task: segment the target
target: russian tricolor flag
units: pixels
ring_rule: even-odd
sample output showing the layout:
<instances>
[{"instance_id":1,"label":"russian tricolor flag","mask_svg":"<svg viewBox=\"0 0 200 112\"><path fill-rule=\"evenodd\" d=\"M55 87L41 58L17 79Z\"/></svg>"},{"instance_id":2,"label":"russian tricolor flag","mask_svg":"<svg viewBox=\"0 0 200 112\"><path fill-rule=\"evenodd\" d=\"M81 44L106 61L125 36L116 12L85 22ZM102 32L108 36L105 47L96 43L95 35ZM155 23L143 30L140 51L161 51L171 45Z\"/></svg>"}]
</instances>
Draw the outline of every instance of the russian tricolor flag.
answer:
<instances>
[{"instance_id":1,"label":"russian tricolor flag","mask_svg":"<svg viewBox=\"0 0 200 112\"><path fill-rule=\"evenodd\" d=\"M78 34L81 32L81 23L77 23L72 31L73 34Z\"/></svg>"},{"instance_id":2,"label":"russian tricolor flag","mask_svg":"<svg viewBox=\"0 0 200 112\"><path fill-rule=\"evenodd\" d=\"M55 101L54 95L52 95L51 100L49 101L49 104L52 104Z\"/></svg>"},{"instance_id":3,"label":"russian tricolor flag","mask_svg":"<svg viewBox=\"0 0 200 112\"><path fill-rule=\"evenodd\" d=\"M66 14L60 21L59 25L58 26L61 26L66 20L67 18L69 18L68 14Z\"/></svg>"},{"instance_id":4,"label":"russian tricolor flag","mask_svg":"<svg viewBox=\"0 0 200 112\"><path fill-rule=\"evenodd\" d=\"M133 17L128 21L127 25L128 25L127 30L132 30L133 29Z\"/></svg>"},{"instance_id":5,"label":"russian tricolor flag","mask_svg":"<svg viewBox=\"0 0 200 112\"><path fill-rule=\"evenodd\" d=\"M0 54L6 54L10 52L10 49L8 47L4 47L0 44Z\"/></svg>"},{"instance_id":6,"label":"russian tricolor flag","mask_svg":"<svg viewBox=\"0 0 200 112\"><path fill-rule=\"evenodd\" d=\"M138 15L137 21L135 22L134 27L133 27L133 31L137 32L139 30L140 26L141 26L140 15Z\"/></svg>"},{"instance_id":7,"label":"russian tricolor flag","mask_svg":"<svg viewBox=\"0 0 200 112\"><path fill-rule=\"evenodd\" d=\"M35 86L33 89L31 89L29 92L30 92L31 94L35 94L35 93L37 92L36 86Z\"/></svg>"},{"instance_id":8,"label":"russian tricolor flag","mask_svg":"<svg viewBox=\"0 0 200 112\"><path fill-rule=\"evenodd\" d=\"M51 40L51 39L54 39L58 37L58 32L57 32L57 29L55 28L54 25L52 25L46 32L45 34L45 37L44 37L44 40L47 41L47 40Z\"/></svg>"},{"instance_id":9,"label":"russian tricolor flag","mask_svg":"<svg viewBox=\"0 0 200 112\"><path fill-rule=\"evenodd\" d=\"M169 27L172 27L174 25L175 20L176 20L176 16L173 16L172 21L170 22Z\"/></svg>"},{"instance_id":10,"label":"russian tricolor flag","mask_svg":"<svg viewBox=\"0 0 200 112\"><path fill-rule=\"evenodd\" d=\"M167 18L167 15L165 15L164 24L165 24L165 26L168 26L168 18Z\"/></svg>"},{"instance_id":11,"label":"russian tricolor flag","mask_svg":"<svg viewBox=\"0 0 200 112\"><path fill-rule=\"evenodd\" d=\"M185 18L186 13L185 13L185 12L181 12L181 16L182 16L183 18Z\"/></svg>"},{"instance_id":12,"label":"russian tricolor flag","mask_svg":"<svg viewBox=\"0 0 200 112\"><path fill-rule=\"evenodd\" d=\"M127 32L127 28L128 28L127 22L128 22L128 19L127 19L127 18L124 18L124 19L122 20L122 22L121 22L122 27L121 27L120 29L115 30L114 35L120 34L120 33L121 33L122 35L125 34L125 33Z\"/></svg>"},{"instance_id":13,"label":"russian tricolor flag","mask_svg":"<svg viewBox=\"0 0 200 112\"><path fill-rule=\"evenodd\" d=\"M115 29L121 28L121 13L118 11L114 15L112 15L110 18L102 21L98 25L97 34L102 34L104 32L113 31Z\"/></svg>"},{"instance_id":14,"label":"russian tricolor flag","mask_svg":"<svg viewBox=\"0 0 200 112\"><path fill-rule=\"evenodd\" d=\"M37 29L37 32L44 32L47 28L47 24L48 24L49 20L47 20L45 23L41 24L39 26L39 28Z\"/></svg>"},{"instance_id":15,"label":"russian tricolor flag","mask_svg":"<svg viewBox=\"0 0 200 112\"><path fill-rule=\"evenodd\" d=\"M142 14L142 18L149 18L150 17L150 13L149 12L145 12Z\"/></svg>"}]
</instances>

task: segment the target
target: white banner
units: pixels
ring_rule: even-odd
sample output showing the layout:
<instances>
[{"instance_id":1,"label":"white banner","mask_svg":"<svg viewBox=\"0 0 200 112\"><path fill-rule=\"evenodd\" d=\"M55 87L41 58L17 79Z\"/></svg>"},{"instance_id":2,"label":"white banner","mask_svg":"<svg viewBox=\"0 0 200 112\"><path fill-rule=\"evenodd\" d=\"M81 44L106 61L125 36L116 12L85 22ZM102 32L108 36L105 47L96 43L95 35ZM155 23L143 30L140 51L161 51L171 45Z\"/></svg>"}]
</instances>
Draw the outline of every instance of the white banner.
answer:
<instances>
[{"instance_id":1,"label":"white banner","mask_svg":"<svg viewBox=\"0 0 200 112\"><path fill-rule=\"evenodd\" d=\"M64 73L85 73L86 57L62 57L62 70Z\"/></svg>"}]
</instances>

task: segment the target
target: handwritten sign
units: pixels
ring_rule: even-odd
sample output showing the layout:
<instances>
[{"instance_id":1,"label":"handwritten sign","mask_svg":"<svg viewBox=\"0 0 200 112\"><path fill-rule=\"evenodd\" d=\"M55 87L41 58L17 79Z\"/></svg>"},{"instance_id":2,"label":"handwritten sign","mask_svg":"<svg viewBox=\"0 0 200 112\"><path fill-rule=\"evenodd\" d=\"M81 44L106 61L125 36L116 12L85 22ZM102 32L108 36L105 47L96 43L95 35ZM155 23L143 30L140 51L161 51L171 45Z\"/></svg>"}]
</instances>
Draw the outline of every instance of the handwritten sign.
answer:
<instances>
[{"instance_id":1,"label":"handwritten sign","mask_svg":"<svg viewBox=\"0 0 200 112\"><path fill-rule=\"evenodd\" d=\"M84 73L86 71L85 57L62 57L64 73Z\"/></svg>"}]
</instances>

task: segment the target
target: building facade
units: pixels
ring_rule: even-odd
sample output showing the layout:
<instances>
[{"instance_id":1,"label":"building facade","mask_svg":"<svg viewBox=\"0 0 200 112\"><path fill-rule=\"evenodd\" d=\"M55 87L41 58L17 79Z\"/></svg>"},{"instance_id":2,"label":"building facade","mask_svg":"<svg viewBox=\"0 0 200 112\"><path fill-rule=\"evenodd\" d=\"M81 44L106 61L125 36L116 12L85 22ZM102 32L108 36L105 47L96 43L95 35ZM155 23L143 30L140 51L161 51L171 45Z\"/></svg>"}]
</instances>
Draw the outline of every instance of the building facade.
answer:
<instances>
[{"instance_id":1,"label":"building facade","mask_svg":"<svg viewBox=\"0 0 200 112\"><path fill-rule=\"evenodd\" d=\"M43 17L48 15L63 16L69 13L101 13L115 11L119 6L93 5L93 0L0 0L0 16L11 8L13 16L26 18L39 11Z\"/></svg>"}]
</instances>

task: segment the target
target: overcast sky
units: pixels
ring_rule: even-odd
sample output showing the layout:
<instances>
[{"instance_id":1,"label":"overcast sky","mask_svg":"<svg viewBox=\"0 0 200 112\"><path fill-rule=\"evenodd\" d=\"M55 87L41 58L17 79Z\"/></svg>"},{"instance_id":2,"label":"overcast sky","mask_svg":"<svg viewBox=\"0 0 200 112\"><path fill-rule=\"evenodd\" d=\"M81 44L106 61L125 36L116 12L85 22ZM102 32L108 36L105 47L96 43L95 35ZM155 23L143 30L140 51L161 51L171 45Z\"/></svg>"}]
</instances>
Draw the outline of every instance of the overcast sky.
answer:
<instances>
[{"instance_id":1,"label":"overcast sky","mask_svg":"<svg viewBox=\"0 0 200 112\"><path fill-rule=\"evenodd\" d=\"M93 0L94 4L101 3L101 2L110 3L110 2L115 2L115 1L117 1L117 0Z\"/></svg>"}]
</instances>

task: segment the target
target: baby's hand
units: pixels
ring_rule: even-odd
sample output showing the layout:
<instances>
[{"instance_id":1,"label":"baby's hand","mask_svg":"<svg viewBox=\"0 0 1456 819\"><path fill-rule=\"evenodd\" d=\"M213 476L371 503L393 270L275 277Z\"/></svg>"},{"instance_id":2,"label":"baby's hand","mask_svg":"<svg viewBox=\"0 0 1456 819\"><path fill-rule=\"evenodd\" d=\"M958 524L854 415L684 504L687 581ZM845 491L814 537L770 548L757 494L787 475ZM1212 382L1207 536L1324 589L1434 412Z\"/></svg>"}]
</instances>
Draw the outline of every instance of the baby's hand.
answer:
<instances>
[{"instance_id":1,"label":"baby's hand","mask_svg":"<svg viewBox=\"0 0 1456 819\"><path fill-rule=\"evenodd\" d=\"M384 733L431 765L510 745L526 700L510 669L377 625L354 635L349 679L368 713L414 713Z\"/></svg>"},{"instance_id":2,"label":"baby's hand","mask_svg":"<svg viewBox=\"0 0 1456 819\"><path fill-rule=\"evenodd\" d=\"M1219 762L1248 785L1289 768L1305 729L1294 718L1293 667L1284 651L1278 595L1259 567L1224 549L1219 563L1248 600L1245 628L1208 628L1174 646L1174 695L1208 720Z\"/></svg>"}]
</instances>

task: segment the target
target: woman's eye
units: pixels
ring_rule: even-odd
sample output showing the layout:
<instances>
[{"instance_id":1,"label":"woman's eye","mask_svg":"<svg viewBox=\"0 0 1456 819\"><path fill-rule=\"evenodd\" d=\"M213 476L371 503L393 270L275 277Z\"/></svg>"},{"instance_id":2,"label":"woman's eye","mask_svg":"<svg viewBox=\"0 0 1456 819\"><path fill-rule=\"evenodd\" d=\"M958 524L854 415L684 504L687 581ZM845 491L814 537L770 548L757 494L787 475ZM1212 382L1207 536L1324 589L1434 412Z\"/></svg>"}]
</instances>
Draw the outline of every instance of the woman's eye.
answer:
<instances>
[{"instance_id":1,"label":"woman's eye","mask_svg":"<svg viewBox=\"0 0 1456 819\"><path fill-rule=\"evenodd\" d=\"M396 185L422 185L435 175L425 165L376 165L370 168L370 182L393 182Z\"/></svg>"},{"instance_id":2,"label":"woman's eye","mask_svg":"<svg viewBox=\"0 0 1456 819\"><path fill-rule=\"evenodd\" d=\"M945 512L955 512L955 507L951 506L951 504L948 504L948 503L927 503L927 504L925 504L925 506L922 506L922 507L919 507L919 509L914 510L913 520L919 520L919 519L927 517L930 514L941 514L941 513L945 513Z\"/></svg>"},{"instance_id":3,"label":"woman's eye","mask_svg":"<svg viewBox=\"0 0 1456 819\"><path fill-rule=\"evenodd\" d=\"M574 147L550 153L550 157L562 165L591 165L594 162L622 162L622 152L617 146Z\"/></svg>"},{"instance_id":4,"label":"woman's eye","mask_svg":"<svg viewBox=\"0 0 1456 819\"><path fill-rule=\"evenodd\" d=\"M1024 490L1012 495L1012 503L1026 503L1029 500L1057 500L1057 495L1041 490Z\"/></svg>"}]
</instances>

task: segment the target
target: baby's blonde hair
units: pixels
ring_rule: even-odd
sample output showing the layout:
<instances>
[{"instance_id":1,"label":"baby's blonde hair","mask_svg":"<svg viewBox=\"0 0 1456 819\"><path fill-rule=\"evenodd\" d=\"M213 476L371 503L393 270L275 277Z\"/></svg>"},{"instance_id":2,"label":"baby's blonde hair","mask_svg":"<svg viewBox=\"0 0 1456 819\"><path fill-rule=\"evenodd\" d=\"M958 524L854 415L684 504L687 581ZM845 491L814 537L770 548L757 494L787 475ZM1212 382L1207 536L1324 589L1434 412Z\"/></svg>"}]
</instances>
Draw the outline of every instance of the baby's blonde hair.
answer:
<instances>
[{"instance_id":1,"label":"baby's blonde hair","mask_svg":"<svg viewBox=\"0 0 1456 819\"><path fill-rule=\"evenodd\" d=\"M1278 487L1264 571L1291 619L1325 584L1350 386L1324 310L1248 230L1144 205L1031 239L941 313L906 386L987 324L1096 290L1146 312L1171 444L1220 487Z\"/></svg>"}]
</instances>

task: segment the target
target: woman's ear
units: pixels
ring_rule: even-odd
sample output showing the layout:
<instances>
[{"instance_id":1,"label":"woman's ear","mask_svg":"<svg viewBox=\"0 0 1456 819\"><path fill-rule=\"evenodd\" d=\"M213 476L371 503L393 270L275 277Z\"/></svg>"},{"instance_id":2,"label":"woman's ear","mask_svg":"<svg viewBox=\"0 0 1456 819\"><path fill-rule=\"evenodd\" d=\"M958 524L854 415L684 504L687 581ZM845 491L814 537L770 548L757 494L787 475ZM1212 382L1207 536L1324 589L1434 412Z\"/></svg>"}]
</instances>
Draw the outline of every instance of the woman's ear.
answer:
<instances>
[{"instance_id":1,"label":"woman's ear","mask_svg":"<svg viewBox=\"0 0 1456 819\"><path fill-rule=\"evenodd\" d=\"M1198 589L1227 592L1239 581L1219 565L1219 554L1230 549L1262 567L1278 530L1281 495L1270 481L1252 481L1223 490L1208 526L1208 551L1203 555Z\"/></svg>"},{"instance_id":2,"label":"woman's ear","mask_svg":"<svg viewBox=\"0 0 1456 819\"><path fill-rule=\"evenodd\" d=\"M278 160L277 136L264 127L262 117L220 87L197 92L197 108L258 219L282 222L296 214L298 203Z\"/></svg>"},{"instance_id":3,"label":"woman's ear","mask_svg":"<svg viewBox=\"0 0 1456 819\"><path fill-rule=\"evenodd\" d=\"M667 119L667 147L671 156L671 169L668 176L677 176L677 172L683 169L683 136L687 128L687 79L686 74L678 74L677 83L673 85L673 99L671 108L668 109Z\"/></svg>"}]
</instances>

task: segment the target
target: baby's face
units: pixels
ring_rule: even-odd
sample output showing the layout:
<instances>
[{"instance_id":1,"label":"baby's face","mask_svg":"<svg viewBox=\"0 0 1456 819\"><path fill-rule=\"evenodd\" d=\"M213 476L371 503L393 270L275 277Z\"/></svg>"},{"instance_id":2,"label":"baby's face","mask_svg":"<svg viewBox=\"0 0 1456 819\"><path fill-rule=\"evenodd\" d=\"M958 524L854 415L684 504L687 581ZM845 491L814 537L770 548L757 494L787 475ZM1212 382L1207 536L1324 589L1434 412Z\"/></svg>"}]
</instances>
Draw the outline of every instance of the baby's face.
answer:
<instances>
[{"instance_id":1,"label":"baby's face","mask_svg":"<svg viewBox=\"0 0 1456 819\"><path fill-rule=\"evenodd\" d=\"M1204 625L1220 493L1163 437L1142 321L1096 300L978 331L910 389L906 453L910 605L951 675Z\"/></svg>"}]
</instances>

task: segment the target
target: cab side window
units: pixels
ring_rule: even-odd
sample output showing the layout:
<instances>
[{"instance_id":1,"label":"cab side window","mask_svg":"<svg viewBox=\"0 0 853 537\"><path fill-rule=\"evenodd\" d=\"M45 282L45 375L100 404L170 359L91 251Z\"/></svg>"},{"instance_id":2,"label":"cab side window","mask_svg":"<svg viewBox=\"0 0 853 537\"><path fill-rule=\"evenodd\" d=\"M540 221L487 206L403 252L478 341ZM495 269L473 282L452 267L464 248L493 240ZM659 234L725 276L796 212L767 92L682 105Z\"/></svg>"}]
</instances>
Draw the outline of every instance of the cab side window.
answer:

^^^^^^^^

Objective:
How many lines in the records above contain the word "overcast"? Reply with the number alone.

Task solution:
4